>>>>

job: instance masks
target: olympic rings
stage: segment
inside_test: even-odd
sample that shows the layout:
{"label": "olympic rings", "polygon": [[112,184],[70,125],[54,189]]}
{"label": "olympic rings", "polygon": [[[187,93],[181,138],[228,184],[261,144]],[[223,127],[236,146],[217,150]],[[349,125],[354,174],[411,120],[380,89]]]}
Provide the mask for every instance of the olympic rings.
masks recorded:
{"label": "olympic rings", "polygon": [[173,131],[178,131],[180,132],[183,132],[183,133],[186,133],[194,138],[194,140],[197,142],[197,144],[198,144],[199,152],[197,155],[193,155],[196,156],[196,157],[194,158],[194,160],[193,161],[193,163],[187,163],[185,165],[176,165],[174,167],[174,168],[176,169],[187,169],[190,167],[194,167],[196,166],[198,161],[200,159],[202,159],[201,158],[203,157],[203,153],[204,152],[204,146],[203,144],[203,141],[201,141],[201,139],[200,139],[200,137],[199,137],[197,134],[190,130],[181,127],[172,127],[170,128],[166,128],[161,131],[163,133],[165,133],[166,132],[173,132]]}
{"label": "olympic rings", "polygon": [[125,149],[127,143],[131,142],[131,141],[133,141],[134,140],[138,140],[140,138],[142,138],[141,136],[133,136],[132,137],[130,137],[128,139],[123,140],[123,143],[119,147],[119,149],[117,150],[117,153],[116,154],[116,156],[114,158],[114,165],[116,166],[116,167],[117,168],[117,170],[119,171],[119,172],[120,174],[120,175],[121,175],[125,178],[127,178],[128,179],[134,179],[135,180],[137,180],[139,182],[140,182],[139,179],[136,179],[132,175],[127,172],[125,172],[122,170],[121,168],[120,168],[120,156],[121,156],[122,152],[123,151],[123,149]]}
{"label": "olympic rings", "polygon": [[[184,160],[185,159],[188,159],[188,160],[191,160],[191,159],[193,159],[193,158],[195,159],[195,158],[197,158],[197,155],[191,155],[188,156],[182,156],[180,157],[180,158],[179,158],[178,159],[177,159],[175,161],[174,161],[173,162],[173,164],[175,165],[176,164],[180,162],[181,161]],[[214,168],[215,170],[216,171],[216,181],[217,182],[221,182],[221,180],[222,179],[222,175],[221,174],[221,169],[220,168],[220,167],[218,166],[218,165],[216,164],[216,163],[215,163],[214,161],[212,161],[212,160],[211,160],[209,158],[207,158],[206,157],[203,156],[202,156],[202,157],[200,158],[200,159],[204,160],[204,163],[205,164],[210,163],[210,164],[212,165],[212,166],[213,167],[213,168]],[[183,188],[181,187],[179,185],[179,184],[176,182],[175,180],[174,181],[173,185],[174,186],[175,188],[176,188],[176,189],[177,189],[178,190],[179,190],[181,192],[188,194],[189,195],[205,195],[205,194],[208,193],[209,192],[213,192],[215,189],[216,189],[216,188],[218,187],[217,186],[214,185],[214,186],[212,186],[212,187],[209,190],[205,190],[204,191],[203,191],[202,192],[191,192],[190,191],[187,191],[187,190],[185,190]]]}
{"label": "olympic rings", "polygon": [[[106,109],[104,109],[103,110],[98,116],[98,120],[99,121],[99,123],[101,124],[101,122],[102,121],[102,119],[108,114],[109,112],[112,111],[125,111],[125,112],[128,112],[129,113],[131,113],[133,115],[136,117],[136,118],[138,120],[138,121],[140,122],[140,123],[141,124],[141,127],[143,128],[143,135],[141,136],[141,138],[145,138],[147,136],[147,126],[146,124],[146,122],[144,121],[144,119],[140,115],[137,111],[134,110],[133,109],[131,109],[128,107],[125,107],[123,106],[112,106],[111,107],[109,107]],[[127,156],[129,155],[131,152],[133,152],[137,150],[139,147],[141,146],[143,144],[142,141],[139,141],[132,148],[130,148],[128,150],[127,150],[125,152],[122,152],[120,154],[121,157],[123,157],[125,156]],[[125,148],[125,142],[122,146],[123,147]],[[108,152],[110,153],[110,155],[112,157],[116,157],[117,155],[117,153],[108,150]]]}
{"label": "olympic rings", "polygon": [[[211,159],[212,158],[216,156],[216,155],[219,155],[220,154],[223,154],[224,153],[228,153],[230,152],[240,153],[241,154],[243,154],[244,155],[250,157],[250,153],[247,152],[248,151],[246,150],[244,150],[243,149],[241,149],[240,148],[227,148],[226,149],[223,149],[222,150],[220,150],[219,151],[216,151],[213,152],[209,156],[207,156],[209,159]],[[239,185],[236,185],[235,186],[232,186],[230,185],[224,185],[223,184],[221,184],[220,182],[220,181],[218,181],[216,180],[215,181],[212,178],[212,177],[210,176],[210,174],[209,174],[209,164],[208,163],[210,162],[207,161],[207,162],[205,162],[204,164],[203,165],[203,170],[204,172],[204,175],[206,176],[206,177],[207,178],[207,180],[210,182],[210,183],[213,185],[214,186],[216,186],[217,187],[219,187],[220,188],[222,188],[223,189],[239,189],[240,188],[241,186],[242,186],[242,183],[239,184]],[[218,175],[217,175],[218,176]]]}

<<<<

• Job
Reproduce all data above, unchanged.

• The solution
job: instance masks
target: olympic rings
stage: segment
inside_test: even-odd
sample that shows the layout:
{"label": "olympic rings", "polygon": [[112,184],[70,125],[54,189]]}
{"label": "olympic rings", "polygon": [[[187,93],[181,138],[228,184],[261,144]],[[223,127],[236,146],[217,150]],[[349,125],[354,174],[411,120],[380,89]]]}
Provide the mask for every instance of the olympic rings.
masks recorded:
{"label": "olympic rings", "polygon": [[173,131],[178,131],[180,132],[183,132],[183,133],[186,133],[194,138],[194,140],[197,142],[197,144],[198,144],[199,152],[197,155],[193,155],[196,156],[196,157],[194,158],[194,160],[193,161],[193,163],[187,163],[185,165],[176,165],[174,167],[174,168],[176,169],[187,169],[190,167],[194,167],[196,166],[198,161],[200,159],[202,159],[201,158],[203,157],[203,153],[204,152],[204,146],[203,144],[203,141],[201,141],[201,139],[200,139],[200,137],[199,137],[197,134],[190,130],[181,127],[172,127],[170,128],[166,128],[161,131],[163,133],[165,133],[166,132],[173,132]]}
{"label": "olympic rings", "polygon": [[125,149],[127,143],[131,142],[131,141],[133,141],[134,140],[138,140],[140,138],[142,138],[141,136],[133,136],[132,137],[130,137],[128,139],[123,140],[123,143],[119,147],[119,149],[117,150],[117,153],[116,154],[116,156],[114,158],[114,165],[116,166],[116,167],[117,168],[117,170],[119,171],[119,172],[120,174],[120,175],[121,175],[125,178],[127,178],[128,179],[134,179],[135,180],[137,180],[139,182],[140,182],[139,179],[136,179],[132,175],[127,172],[125,172],[122,170],[121,168],[120,168],[120,156],[121,156],[122,152],[123,151],[123,149]]}
{"label": "olympic rings", "polygon": [[[184,160],[185,159],[188,159],[188,160],[191,160],[191,159],[193,159],[193,158],[195,159],[195,158],[197,158],[197,155],[191,155],[188,156],[182,156],[180,157],[180,158],[179,158],[178,159],[177,159],[175,161],[174,161],[173,162],[173,164],[175,165],[176,164],[180,162],[181,161]],[[214,168],[215,170],[216,171],[216,181],[217,182],[221,182],[221,180],[222,179],[222,175],[221,174],[221,169],[220,168],[220,167],[218,166],[218,165],[216,164],[216,163],[215,163],[214,161],[212,161],[212,160],[211,160],[209,158],[207,158],[206,157],[203,156],[202,156],[202,157],[200,158],[200,159],[204,160],[204,163],[205,164],[210,163],[210,164],[212,165],[212,166],[213,167],[213,168]],[[183,188],[181,187],[179,185],[179,184],[176,182],[175,180],[174,181],[173,185],[174,186],[175,188],[176,188],[176,189],[177,189],[178,190],[179,190],[181,192],[188,194],[189,195],[205,195],[205,194],[208,193],[209,192],[213,192],[215,189],[216,189],[216,188],[218,187],[217,186],[214,185],[214,186],[212,186],[212,187],[209,190],[205,190],[204,191],[203,191],[202,192],[191,192],[190,191],[187,191],[187,190],[185,190]]]}
{"label": "olympic rings", "polygon": [[[106,109],[104,109],[103,110],[98,116],[98,120],[99,121],[99,123],[101,124],[101,122],[102,121],[102,119],[108,114],[109,112],[112,111],[125,111],[125,112],[128,112],[129,113],[131,113],[133,115],[136,117],[136,118],[138,120],[138,121],[140,122],[140,123],[141,124],[141,127],[143,128],[143,135],[141,136],[141,138],[145,138],[147,136],[147,126],[146,124],[146,122],[144,121],[144,119],[140,115],[137,111],[134,110],[133,109],[131,109],[128,107],[125,107],[123,106],[112,106],[111,107],[109,107]],[[127,156],[129,155],[131,152],[133,152],[137,150],[139,147],[141,146],[143,144],[142,141],[139,141],[132,148],[130,148],[128,150],[127,150],[125,152],[122,152],[120,154],[121,157],[123,157],[125,156]],[[125,148],[125,142],[122,146],[123,147]],[[108,152],[110,153],[110,155],[112,157],[116,157],[117,155],[117,153],[108,150]]]}
{"label": "olympic rings", "polygon": [[[211,159],[212,158],[216,156],[216,155],[219,155],[220,154],[223,154],[224,153],[228,153],[230,152],[240,153],[241,154],[243,154],[244,155],[250,157],[250,153],[247,152],[248,151],[246,150],[244,150],[243,149],[241,149],[240,148],[227,148],[226,149],[223,149],[222,150],[220,150],[219,151],[216,151],[213,152],[209,156],[207,156],[209,159]],[[239,185],[236,185],[235,186],[232,186],[230,185],[224,185],[223,184],[221,184],[220,182],[220,181],[218,181],[216,180],[215,181],[212,178],[212,177],[210,176],[210,174],[209,174],[209,164],[208,163],[210,162],[207,161],[207,162],[205,162],[204,164],[203,165],[203,170],[204,172],[204,175],[206,176],[206,177],[207,178],[207,180],[210,182],[210,183],[213,185],[214,186],[216,186],[217,187],[219,187],[220,188],[222,188],[223,189],[239,189],[240,188],[241,186],[242,186],[242,183],[239,184]],[[218,175],[217,175],[218,176]]]}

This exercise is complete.